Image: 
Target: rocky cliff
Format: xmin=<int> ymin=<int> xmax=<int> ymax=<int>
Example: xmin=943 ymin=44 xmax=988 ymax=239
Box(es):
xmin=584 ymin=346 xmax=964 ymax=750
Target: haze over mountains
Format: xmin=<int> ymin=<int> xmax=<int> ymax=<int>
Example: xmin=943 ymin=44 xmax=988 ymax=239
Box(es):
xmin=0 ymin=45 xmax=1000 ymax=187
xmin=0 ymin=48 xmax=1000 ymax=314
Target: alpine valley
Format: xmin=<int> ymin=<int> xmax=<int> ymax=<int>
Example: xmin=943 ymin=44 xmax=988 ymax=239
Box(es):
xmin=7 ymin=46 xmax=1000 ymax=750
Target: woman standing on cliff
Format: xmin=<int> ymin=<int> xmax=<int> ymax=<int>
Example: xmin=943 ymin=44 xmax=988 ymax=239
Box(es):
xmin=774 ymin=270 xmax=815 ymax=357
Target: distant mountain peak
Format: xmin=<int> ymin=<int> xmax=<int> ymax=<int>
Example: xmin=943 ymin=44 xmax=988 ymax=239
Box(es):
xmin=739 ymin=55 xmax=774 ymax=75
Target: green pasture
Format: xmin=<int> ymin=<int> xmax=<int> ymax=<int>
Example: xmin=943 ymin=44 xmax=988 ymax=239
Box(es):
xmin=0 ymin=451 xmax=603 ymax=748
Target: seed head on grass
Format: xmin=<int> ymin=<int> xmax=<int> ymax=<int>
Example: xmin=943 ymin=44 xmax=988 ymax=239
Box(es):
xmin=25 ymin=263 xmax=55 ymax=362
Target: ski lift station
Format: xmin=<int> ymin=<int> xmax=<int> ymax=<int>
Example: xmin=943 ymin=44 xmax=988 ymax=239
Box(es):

********************

What the exercise asks: Reproduce all of the entries above word for word.

Task response:
Image: 
Target: rocky cliff
Format: xmin=<int> ymin=<int> xmax=<int> ymax=<int>
Example: xmin=943 ymin=44 xmax=988 ymax=239
Box(es):
xmin=584 ymin=346 xmax=964 ymax=750
Target: haze over mountains
Format: xmin=<int> ymin=<int> xmax=<int> ymax=<int>
Example: xmin=943 ymin=44 xmax=988 ymax=239
Box(es):
xmin=0 ymin=45 xmax=1000 ymax=187
xmin=0 ymin=48 xmax=1000 ymax=314
Target: alpine valley
Format: xmin=<int> ymin=<int> xmax=<int> ymax=<int>
Example: xmin=943 ymin=44 xmax=988 ymax=239
Box(es):
xmin=7 ymin=46 xmax=1000 ymax=750
Target: woman standing on cliff
Format: xmin=<int> ymin=<int> xmax=<int> ymax=<int>
Example: xmin=943 ymin=44 xmax=988 ymax=239
Box(es):
xmin=774 ymin=270 xmax=815 ymax=357
Target: distant mountain peak
Format: xmin=<int> ymin=<int> xmax=<int> ymax=<int>
Example: xmin=943 ymin=44 xmax=988 ymax=239
Box(es):
xmin=739 ymin=55 xmax=774 ymax=75
Target: green pasture
Format: xmin=<int> ymin=<int> xmax=<int> ymax=<int>
Example: xmin=943 ymin=44 xmax=988 ymax=239
Box(es):
xmin=0 ymin=451 xmax=603 ymax=748
Target: seed head on grass
Format: xmin=<int> ymin=<int> xmax=<int> ymax=<int>
Example: xmin=943 ymin=44 xmax=988 ymax=239
Box(es):
xmin=25 ymin=263 xmax=55 ymax=362
Target: ski lift station
Format: xmin=<int> ymin=<int> xmax=<int> ymax=<int>
Example: xmin=943 ymin=44 xmax=988 ymax=239
Box(es):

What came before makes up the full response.